(Items listed in a dataset)
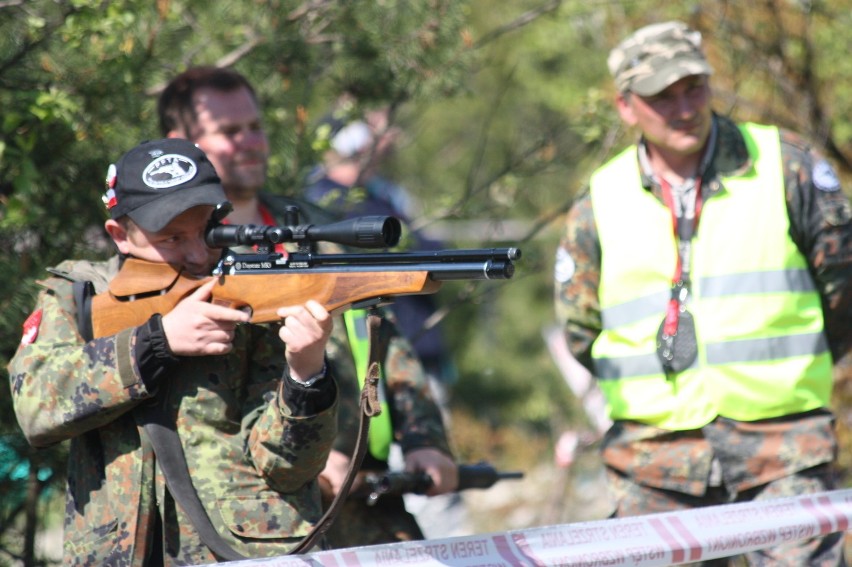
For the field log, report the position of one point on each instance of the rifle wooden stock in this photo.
(255, 282)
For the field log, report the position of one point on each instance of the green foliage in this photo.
(505, 107)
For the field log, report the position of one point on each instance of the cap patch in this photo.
(825, 179)
(169, 171)
(31, 326)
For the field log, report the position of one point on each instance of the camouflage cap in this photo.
(656, 56)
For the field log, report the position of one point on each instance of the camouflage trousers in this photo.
(633, 499)
(385, 521)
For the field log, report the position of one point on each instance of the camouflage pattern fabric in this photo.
(253, 463)
(752, 456)
(655, 57)
(636, 499)
(359, 523)
(415, 417)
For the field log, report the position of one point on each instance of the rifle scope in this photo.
(363, 232)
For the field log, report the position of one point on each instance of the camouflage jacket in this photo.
(415, 417)
(750, 453)
(254, 442)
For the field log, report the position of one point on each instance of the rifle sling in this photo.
(169, 451)
(369, 404)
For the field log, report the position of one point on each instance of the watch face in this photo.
(678, 352)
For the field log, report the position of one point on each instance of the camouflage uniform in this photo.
(653, 469)
(254, 442)
(415, 417)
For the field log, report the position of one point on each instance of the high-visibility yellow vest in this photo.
(380, 435)
(762, 351)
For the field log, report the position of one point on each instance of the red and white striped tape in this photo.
(642, 541)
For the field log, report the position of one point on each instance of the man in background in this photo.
(706, 281)
(218, 110)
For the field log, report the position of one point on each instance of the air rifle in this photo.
(480, 475)
(262, 280)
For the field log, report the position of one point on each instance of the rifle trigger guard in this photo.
(370, 393)
(372, 407)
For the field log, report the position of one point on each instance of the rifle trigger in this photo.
(373, 302)
(373, 498)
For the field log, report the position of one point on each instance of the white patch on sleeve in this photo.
(565, 267)
(825, 179)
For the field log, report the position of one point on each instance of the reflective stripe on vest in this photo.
(761, 348)
(380, 435)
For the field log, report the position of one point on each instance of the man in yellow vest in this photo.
(706, 280)
(218, 110)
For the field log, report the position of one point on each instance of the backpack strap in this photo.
(83, 292)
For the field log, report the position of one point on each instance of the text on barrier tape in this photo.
(642, 541)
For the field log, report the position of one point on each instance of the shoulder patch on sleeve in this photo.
(825, 179)
(564, 267)
(31, 326)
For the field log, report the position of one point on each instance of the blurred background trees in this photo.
(505, 109)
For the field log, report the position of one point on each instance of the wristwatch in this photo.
(313, 379)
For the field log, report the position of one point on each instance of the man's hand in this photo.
(196, 327)
(305, 331)
(440, 467)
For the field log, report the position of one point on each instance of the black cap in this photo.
(160, 179)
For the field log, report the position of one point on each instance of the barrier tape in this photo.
(641, 541)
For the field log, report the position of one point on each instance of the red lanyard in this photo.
(684, 229)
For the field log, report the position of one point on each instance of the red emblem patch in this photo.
(31, 326)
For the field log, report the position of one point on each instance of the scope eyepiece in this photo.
(363, 232)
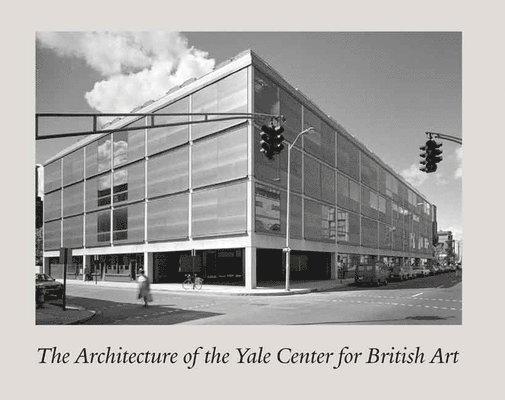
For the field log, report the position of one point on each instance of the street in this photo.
(430, 300)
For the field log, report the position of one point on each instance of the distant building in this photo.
(151, 197)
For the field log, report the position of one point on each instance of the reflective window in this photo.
(128, 183)
(72, 232)
(73, 199)
(160, 139)
(98, 156)
(98, 228)
(320, 221)
(229, 95)
(167, 218)
(321, 141)
(128, 146)
(52, 205)
(73, 167)
(369, 171)
(266, 95)
(385, 236)
(268, 209)
(52, 176)
(98, 191)
(270, 212)
(292, 111)
(369, 234)
(369, 203)
(128, 224)
(52, 235)
(220, 210)
(348, 229)
(168, 172)
(220, 158)
(347, 157)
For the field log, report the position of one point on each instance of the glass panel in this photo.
(266, 95)
(369, 233)
(220, 211)
(128, 146)
(348, 229)
(312, 177)
(98, 156)
(98, 228)
(268, 209)
(342, 191)
(167, 218)
(52, 176)
(328, 184)
(73, 167)
(128, 224)
(320, 221)
(72, 232)
(98, 191)
(52, 205)
(354, 196)
(385, 236)
(220, 158)
(292, 111)
(129, 183)
(347, 157)
(168, 172)
(73, 199)
(160, 139)
(52, 235)
(369, 171)
(369, 203)
(229, 95)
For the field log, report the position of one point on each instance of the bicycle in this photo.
(192, 283)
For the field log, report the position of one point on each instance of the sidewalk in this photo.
(53, 314)
(273, 288)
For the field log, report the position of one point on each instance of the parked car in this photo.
(401, 272)
(49, 286)
(434, 270)
(422, 271)
(375, 274)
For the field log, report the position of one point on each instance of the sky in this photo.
(386, 89)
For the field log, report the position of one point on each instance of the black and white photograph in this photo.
(248, 178)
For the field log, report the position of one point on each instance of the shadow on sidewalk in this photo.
(127, 313)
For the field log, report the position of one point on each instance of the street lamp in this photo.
(287, 249)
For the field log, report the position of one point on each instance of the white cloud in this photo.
(458, 174)
(137, 66)
(414, 175)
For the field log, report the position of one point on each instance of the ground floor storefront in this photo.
(238, 266)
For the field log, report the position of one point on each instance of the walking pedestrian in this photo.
(144, 288)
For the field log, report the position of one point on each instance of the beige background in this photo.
(480, 339)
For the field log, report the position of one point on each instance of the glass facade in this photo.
(172, 183)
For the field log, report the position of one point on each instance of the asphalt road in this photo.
(430, 300)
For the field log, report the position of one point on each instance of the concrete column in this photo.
(334, 274)
(148, 265)
(250, 267)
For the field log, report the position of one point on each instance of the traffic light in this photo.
(271, 140)
(431, 156)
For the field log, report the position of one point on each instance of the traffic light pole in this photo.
(287, 249)
(445, 137)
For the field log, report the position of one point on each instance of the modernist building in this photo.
(151, 197)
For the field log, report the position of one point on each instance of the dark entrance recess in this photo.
(222, 266)
(305, 265)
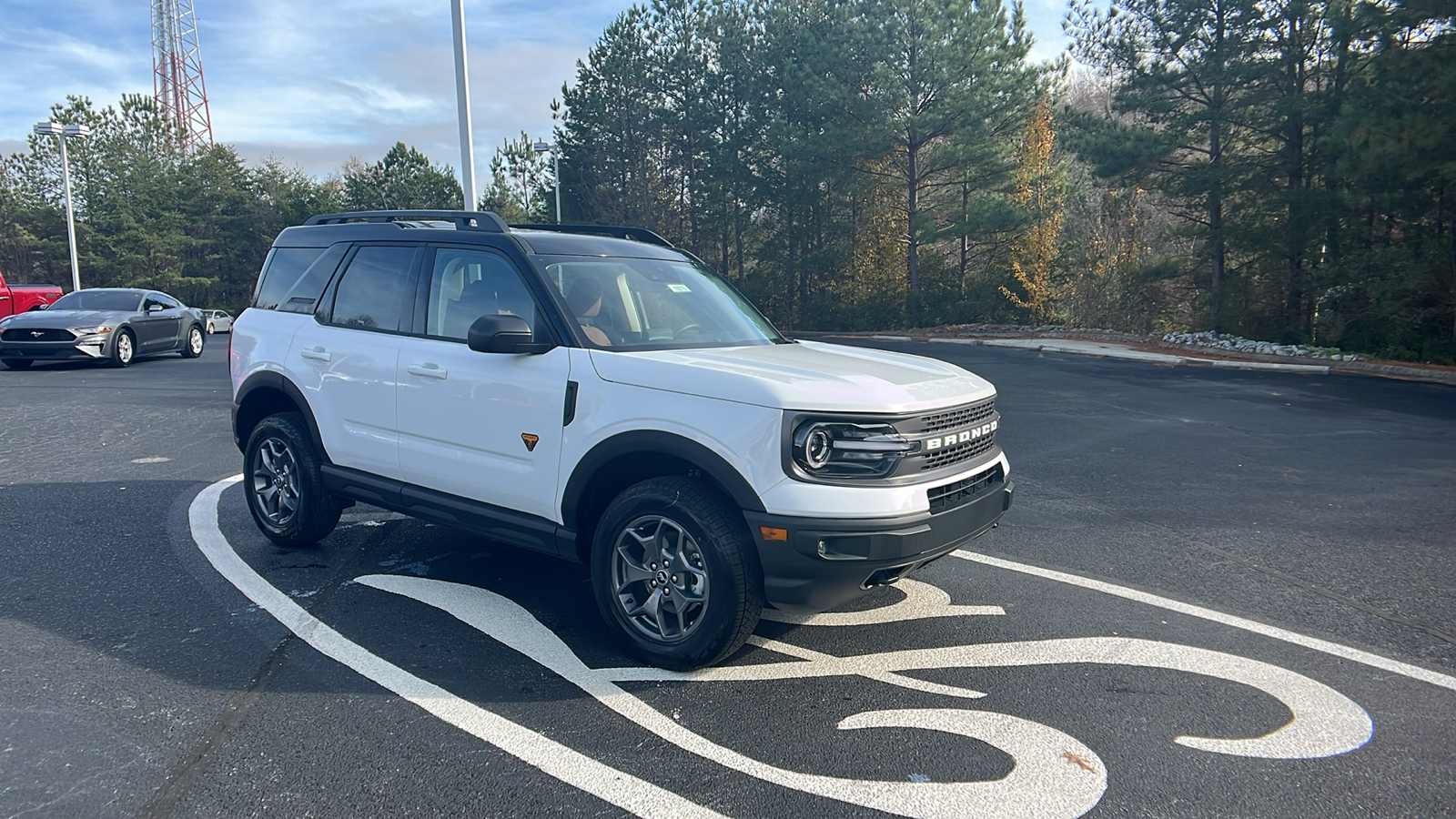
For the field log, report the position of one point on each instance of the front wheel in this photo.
(124, 349)
(283, 482)
(193, 347)
(676, 574)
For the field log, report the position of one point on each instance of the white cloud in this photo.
(315, 84)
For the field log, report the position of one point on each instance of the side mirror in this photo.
(502, 334)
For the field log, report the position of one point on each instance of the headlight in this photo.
(842, 450)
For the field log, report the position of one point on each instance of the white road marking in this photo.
(1055, 774)
(1334, 649)
(1041, 785)
(922, 601)
(553, 758)
(371, 516)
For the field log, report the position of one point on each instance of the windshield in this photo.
(625, 303)
(98, 300)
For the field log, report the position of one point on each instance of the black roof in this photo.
(470, 227)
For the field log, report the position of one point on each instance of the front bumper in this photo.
(86, 347)
(823, 562)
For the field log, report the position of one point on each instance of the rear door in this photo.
(346, 359)
(485, 426)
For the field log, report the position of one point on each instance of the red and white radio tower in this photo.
(177, 62)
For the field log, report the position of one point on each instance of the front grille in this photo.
(29, 334)
(960, 493)
(960, 417)
(958, 452)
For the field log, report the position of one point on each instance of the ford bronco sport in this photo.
(599, 395)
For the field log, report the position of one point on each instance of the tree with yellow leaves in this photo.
(1038, 189)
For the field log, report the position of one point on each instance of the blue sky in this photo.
(318, 82)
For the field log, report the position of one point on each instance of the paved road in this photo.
(1194, 557)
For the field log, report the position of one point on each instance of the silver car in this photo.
(106, 324)
(217, 321)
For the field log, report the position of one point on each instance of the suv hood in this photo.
(66, 319)
(807, 376)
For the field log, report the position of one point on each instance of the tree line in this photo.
(196, 223)
(1281, 169)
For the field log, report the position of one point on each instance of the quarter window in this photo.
(371, 293)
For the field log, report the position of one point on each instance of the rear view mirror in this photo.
(502, 334)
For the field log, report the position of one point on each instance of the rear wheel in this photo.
(283, 482)
(193, 347)
(124, 349)
(676, 574)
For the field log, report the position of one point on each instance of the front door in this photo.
(159, 325)
(485, 426)
(346, 359)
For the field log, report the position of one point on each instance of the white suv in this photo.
(597, 395)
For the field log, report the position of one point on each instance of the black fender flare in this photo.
(660, 443)
(269, 379)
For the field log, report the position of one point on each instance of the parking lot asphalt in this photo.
(1219, 593)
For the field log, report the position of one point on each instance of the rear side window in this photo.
(281, 271)
(371, 293)
(303, 298)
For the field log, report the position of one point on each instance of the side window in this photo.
(468, 285)
(281, 271)
(303, 298)
(371, 293)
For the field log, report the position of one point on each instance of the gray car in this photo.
(104, 324)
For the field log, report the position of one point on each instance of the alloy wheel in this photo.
(660, 579)
(276, 481)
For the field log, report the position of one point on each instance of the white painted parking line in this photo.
(1055, 775)
(1334, 649)
(579, 770)
(1043, 784)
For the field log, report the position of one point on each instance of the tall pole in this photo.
(70, 217)
(463, 99)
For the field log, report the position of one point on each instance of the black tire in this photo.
(194, 341)
(283, 482)
(686, 544)
(124, 349)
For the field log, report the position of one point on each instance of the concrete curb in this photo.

**Required action:**
Find where "parking line in this photo." occurs in the data, and please write out that line through the last line exactly, with nothing else.

**Response to the task:**
For the field log, report the position of one point on each instance of the white painted parking line in this photo.
(1055, 775)
(1334, 649)
(579, 770)
(1043, 784)
For the field log, report the position of one point on each instance of the tall pole in this photo.
(70, 217)
(463, 99)
For the field log, report the position of one point on each instance of the black tire in this photo.
(194, 341)
(283, 482)
(686, 544)
(124, 349)
For the field log, report the position of one point on each instance of the concrete curb in this photo.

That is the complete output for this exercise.